Allan Kardec
Se Deus está em toda parte, por
que não o vemos? Vê-lo-emos quando deixarmos a Terra? Também são perguntas que
se formulam todos os dias.
A primeira é fácil responder.
Por serem limitadas as percepções dos nossos órgãos visuais, elas os tornam
inaptos à visão de certas coisas, mesmo materiais. Alguns fluidos nos fogem totalmente
à visão e aos instrumentos de análise. Vemos os efeitos da peste, mas não vemos
o fluido que a transporta; vemos os corpos em movimento sob a influência da
força de gravitação, mas não vemos essa força.
Os nossos órgãos materiais não
podem perceber as coisas de essência espiritual. Unicamente com a visão
espiritual é que podemos ver os Espíritos e as coisas do mundo imaterial.
Somente a nossa alma, portanto,
pode ter a percepção de Deus.
Dar-se-á que ela o veja logo
após a morte? A esse respeito, só as comunicações de além-túmulo nos podem
instruir. Por elas sabemos que a visão de Deus constitui privilégio das mais depuradas
almas e que bem poucas, ao deixarem o envoltório terrestre, se encontram no
grau de desmaterialização necessária a tal efeito. Algumas comparações vulgares
o tornarão facilmente compreensível.
Uma pessoa que se ache no fundo
de um vale, envolvido por densa bruma, não vê o Sol. Entretanto, pela luz difusa,
percebe que está fazendo sol. Se se dispõe a subir a montanha, à medida que for
ascendendo, o nevoeiro se irá tornando mais claro, a luz cada vez mais viva.
Contudo, ainda não verá o Sol. Quando começa a percebê-lo ainda está velado,
pois basta o mais leve vapor para enfraquecer o seu brilho. Só depois que se
haja elevado acima da camada brumosa e chegado a um ponto onde o ar esteja perfeitamente límpido, ela o contemplará
em todo o seu esplendor.

Tarefas e exercícios:
#1 Segundo o texto sobre a visão de Deus, o que as comunicações de além-túmulo ensinam ser privilégio das almas mais depuradas?
#2 Transcreva do texto sobre a visão de Deus o trecho compreendido entre "Dar-se-á que ela" e "tornarão facilmente compreensível.", inclusive.
#3 Retome o texto sobre a visão de Deus e prossiga a partir do ponto em que ele termina.
Os dados apresentados não guardam relação com o texto sobre a visão de Deus.

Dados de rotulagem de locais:
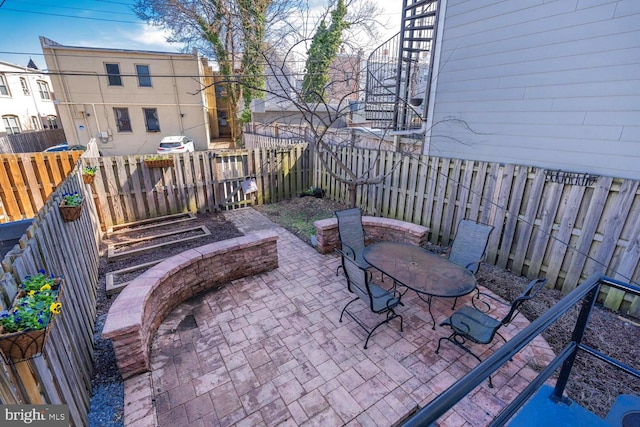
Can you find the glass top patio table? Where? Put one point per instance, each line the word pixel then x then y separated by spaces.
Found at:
pixel 428 274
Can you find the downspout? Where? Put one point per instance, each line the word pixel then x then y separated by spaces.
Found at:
pixel 434 69
pixel 175 93
pixel 66 93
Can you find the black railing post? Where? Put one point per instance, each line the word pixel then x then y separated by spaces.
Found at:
pixel 576 337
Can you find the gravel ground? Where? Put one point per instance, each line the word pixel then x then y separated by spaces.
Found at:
pixel 592 384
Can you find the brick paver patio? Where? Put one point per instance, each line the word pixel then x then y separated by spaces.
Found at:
pixel 269 350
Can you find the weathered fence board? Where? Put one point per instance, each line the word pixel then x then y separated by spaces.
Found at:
pixel 27 180
pixel 68 250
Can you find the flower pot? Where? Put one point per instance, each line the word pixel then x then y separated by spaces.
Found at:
pixel 23 345
pixel 70 213
pixel 159 163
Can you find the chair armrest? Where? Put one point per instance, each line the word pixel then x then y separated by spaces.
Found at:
pixel 459 319
pixel 440 250
pixel 473 263
pixel 476 299
pixel 346 251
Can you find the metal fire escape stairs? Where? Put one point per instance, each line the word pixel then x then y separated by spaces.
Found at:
pixel 398 70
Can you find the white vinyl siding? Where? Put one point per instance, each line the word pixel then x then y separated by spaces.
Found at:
pixel 547 84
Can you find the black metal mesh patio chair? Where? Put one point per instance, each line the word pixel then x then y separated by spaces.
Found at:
pixel 470 323
pixel 469 246
pixel 352 235
pixel 379 300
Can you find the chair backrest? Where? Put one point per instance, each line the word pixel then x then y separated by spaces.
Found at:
pixel 530 291
pixel 351 230
pixel 470 244
pixel 357 279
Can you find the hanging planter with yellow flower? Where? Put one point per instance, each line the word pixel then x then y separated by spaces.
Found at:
pixel 24 327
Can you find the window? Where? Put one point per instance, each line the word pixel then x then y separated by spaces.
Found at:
pixel 11 124
pixel 43 87
pixel 53 122
pixel 4 90
pixel 113 74
pixel 144 77
pixel 25 87
pixel 151 119
pixel 123 123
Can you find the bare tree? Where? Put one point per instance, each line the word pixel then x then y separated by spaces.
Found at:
pixel 231 32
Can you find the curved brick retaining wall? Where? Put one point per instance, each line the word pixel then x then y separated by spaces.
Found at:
pixel 136 314
pixel 375 227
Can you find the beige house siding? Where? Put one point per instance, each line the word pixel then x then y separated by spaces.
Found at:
pixel 87 100
pixel 549 84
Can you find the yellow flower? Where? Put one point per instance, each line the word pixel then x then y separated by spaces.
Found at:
pixel 55 308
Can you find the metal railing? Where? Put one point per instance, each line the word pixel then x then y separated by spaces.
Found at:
pixel 588 292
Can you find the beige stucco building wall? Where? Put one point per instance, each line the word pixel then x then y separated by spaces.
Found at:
pixel 87 97
pixel 34 109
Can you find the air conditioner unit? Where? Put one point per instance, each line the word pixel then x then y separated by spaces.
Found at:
pixel 79 112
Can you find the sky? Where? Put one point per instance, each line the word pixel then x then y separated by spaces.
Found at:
pixel 92 23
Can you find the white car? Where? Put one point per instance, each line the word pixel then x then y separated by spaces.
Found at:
pixel 175 144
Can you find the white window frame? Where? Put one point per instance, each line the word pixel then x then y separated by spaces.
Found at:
pixel 25 86
pixel 53 122
pixel 43 88
pixel 117 77
pixel 14 128
pixel 4 88
pixel 156 117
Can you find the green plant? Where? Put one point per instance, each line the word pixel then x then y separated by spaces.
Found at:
pixel 35 283
pixel 72 199
pixel 89 170
pixel 157 157
pixel 35 306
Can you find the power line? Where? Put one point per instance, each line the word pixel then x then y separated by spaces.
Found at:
pixel 74 17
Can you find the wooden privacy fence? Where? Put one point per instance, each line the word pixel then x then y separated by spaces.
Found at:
pixel 69 250
pixel 28 179
pixel 204 181
pixel 30 142
pixel 561 231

Respostas esperadas:
#1 A visão de Deus.

#2
Dar-se-á que ela o veja logo
após a morte? A esse respeito, só as comunicações de além-túmulo nos podem
instruir. Por elas sabemos que a visão de Deus constitui privilégio das mais depuradas
almas e que bem poucas, ao deixarem o envoltório terrestre, se encontram no
grau de desmaterialização necessária a tal efeito. Algumas comparações vulgares
o tornarão facilmente compreensível.

#3
Dá-se outro tanto com aquele que
tivesse a cabeça envolta por vários véus. A princípio não vê absolutamente
nada; a cada véu que se retira, distingue um clarão cada vez mais nítido; apenas
quando desaparece o último véu é que percebe as coisas claramente.
Também se dá o mesmo com um
licor carregado de matérias estranhas; de começo fica turvo; a cada destilação
sua transparência aumenta até que, estando completamente depurado, adquire
perfeita limpidez e não apresenta nenhum obstáculo à visão.
Assim é com a alma. O envoltório
perispirítico, conquanto nos seja invisível e impalpável, é, com relação a ela,
verdadeira matéria, ainda grosseira demais para certas percepções.
Ele, porém, se espiritualiza, à
medida que a alma se eleva em moralidade. As imperfeições da alma são como véus
que obscurecem sua visão. Cada imperfeição de que ela se desfaz é um véu a
menos; todavia, só depois de se haver depurado completamente é que goza da
plenitude das suas faculdades.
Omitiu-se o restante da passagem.